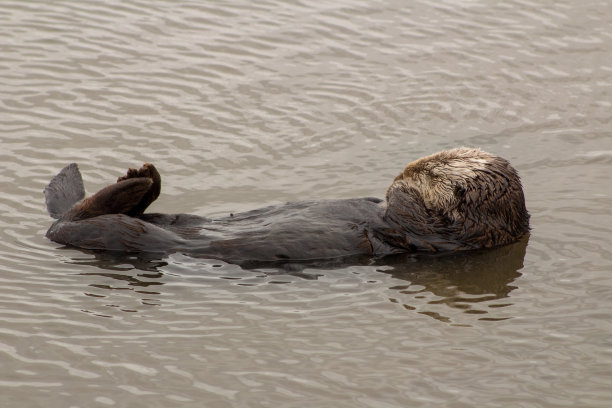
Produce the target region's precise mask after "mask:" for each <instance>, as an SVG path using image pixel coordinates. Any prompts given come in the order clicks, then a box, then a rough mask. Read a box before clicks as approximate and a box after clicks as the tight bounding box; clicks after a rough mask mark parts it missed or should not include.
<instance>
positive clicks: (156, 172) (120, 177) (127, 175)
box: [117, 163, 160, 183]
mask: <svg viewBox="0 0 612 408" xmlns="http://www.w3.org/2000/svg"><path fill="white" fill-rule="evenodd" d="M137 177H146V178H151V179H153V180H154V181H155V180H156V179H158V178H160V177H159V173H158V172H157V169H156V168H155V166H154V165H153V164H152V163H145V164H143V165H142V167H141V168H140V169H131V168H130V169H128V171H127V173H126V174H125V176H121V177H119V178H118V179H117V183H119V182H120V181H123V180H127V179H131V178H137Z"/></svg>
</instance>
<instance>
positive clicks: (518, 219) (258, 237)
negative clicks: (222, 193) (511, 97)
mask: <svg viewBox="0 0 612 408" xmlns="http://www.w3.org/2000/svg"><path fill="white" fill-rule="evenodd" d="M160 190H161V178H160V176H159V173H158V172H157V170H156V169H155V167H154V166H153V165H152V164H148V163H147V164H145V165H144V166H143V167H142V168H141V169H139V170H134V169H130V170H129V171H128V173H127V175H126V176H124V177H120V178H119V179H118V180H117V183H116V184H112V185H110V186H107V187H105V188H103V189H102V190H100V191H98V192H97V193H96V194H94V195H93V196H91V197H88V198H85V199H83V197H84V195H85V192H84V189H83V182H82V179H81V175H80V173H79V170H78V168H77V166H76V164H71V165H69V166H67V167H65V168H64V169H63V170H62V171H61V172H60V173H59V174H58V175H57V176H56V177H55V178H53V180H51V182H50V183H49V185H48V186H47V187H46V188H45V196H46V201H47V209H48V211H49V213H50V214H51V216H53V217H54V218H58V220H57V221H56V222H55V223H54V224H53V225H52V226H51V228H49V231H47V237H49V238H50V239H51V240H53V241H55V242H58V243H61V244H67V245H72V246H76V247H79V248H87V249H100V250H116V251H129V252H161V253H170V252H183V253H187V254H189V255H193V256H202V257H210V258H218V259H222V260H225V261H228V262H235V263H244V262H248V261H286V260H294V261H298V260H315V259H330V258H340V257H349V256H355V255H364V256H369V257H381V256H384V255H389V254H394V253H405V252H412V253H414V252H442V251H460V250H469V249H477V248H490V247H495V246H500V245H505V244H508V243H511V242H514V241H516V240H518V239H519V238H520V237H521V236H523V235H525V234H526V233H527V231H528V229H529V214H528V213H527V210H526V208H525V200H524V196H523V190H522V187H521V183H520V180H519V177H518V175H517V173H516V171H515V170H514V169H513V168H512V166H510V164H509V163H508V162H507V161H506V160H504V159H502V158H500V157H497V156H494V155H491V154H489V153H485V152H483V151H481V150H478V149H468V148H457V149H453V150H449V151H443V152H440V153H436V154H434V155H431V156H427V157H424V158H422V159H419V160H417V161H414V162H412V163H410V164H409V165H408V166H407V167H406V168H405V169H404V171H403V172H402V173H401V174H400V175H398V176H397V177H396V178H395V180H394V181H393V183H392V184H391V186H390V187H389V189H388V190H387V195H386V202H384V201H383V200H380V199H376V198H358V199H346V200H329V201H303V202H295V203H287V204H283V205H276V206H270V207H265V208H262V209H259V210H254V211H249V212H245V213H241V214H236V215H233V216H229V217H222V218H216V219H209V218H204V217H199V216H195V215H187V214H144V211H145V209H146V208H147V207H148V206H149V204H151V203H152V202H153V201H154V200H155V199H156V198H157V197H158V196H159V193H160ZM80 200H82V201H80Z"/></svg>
--------------------------------------------------
YOUR INSTRUCTIONS: An exact, picture-free copy of the listing above is the goal; write it out now.

FINISHED EXERCISE:
Produce the target region's precise mask after "mask:" for each <instance>, as an SVG path using image pixel coordinates. Any prompts given come in the order clicks, then a box, then a rough mask. Read a box before clicks as approximate and a box after clicks as the tight bounding box; clicks after a rough mask mark parts it missed or should not include.
<instance>
positive clicks: (156, 172) (120, 177) (127, 175)
box: [117, 163, 160, 183]
mask: <svg viewBox="0 0 612 408" xmlns="http://www.w3.org/2000/svg"><path fill="white" fill-rule="evenodd" d="M137 177H146V178H151V179H153V180H154V181H155V180H156V179H158V178H160V177H159V173H158V172H157V169H156V168H155V166H154V165H153V164H152V163H145V164H143V165H142V167H141V168H140V169H131V168H130V169H128V171H127V173H126V174H125V176H121V177H119V178H118V179H117V183H119V182H120V181H123V180H127V179H131V178H137Z"/></svg>
</instance>
<instance>
positive clicks: (518, 219) (258, 237)
negative clicks: (222, 193) (511, 97)
mask: <svg viewBox="0 0 612 408" xmlns="http://www.w3.org/2000/svg"><path fill="white" fill-rule="evenodd" d="M160 190H161V178H160V176H159V173H158V172H157V170H156V169H155V167H154V166H153V165H152V164H148V163H147V164H145V165H144V166H143V167H142V168H141V169H139V170H134V169H130V170H129V171H128V173H127V175H126V176H124V177H120V178H119V179H118V180H117V183H116V184H112V185H110V186H107V187H105V188H103V189H102V190H100V191H98V192H97V193H96V194H94V195H93V196H91V197H88V198H85V199H83V197H84V195H85V192H84V189H83V182H82V179H81V175H80V173H79V170H78V168H77V166H76V164H71V165H69V166H67V167H65V168H64V169H63V170H62V171H61V172H60V173H59V174H58V175H57V176H56V177H55V178H53V180H51V182H50V183H49V185H48V186H47V187H46V188H45V196H46V201H47V209H48V211H49V213H50V214H51V216H53V217H54V218H58V220H57V221H56V222H55V223H54V224H53V225H52V226H51V228H49V231H47V237H49V238H50V239H51V240H53V241H55V242H58V243H61V244H67V245H72V246H76V247H79V248H87V249H100V250H116V251H129V252H161V253H170V252H183V253H187V254H189V255H193V256H202V257H210V258H218V259H222V260H225V261H228V262H235V263H244V262H248V261H286V260H294V261H298V260H315V259H330V258H340V257H349V256H355V255H364V256H369V257H381V256H384V255H389V254H394V253H405V252H412V253H414V252H442V251H460V250H469V249H477V248H490V247H495V246H500V245H505V244H508V243H511V242H514V241H516V240H518V239H519V238H520V237H521V236H523V235H525V234H526V233H527V231H528V229H529V214H528V213H527V210H526V208H525V200H524V196H523V190H522V187H521V183H520V180H519V177H518V175H517V173H516V171H515V170H514V169H513V168H512V166H510V164H509V163H508V162H507V161H506V160H504V159H502V158H500V157H497V156H494V155H491V154H489V153H485V152H483V151H481V150H478V149H468V148H457V149H453V150H449V151H443V152H440V153H436V154H434V155H431V156H427V157H424V158H422V159H419V160H417V161H414V162H412V163H410V164H409V165H408V166H407V167H406V168H405V169H404V171H403V172H402V173H401V174H400V175H398V176H397V177H396V178H395V180H394V181H393V183H392V184H391V186H390V187H389V189H388V190H387V195H386V202H384V201H383V200H380V199H376V198H358V199H346V200H329V201H303V202H295V203H287V204H283V205H276V206H270V207H265V208H262V209H259V210H254V211H249V212H245V213H241V214H236V215H233V216H229V217H222V218H216V219H209V218H204V217H199V216H195V215H187V214H144V211H145V209H146V208H147V207H148V206H149V204H151V203H152V202H153V201H154V200H155V199H156V198H157V197H158V196H159V193H160ZM80 200H82V201H80Z"/></svg>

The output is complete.